- Material provided
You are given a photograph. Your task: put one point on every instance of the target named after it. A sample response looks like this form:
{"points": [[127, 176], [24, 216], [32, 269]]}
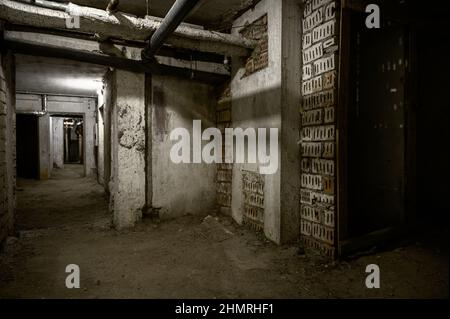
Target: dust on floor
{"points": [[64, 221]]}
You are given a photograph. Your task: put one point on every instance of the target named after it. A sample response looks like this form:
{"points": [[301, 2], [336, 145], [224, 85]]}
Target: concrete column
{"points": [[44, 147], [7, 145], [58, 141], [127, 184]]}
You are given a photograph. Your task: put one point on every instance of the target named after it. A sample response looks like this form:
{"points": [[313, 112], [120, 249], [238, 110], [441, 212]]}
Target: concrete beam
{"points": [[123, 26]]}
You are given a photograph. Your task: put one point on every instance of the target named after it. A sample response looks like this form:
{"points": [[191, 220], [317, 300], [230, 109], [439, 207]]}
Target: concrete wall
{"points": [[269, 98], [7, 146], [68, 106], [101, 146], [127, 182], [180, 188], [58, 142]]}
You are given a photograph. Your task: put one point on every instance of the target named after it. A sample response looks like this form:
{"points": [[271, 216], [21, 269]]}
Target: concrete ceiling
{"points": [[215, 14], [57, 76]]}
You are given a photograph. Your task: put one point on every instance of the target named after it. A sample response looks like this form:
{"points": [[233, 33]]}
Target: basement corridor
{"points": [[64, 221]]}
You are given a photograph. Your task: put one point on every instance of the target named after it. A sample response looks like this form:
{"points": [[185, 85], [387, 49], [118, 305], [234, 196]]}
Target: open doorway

---

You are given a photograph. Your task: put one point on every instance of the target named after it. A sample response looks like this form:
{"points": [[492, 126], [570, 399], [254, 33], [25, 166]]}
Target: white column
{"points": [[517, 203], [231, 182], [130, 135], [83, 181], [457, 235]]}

...

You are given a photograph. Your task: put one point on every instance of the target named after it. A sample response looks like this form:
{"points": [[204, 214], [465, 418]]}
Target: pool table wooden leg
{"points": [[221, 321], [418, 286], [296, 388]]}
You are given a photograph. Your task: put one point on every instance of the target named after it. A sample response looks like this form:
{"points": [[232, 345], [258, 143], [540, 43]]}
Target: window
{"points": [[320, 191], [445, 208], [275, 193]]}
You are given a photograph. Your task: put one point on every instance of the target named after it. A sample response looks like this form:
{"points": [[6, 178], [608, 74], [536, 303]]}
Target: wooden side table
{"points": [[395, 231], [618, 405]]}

- Exercise objective
Would you print exactly and only the lines of the material above that run from the line with "Target: basement corridor" through the line with "Target: open doorway", both included?

- Output
Target: basement corridor
{"points": [[64, 221]]}
You are given a photograph. Your task: put one point on every instance of the target named after it. A sample response looks like this form:
{"points": [[185, 85], [387, 49], [118, 305], [234, 196]]}
Target: open doorway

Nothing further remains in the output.